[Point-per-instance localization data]

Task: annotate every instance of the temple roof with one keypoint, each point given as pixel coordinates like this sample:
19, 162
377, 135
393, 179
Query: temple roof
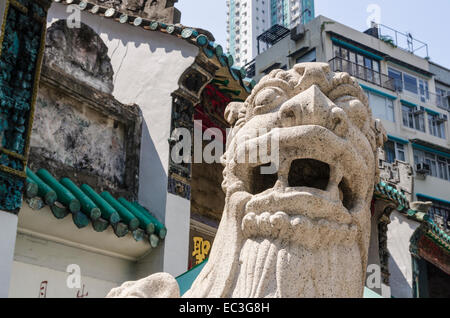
87, 206
387, 192
231, 80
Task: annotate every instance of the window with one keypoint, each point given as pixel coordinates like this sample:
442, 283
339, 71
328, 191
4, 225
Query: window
382, 107
439, 166
358, 65
410, 83
308, 57
440, 213
394, 151
397, 76
412, 118
436, 125
442, 101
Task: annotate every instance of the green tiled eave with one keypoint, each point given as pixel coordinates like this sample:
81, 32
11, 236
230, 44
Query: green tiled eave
387, 192
86, 206
238, 87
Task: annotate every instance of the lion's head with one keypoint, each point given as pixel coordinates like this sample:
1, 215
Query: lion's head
303, 229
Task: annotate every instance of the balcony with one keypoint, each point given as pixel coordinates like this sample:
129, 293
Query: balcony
342, 65
425, 97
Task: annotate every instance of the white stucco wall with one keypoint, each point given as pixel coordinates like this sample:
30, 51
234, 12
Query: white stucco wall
399, 232
147, 66
38, 259
177, 241
8, 228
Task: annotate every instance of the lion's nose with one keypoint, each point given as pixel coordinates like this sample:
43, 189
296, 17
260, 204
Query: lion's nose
313, 107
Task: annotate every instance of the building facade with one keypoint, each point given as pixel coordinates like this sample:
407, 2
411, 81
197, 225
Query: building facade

* _What you will do_
When copying, output the data exactly and leave out the pictures.

* _Task response_
Task: annotate every instance of the temple roof with one keypoint, each point given as pixel coordinates like this sample:
19, 162
377, 135
393, 179
Query: temple roof
87, 206
387, 192
231, 80
Task: annotate every instance of the window with one keypoint, each point given as pixel coordinates like this sample:
442, 283
339, 71
328, 191
4, 225
Query: window
382, 107
439, 166
358, 65
410, 83
308, 57
440, 213
394, 151
397, 76
412, 118
436, 125
442, 101
Task: annotate every instance of the green tiled eave with one keypoint, each point given as pixel coordinates like this sample:
81, 32
11, 236
230, 44
Query: green tiled eave
387, 192
86, 206
238, 87
Task: annotate every instance of the lion's head with one keypoint, each point given as pixel coordinates like this sample:
1, 215
Query: lion's head
303, 229
Task: annotate every instance of the balcony with one keypoint, each point given as pixel coordinates like this sample:
129, 293
Query: balcony
342, 65
425, 97
Task: annotate every instance of the white stucco wall with one keypoint, each point given as pixel coordinates like this sample:
30, 51
234, 12
Query: white stucco wall
399, 232
147, 66
38, 259
177, 241
8, 228
Task: annotate every instance of the lion's nose with one keypoint, each point given as pixel coordinates like this sample:
43, 189
296, 17
260, 204
Query: lion's nose
313, 107
Task: annotate every instance of the building facade with one keypoint, each point given as pixel coordinates like this sample:
407, 2
411, 81
197, 225
Query: building facade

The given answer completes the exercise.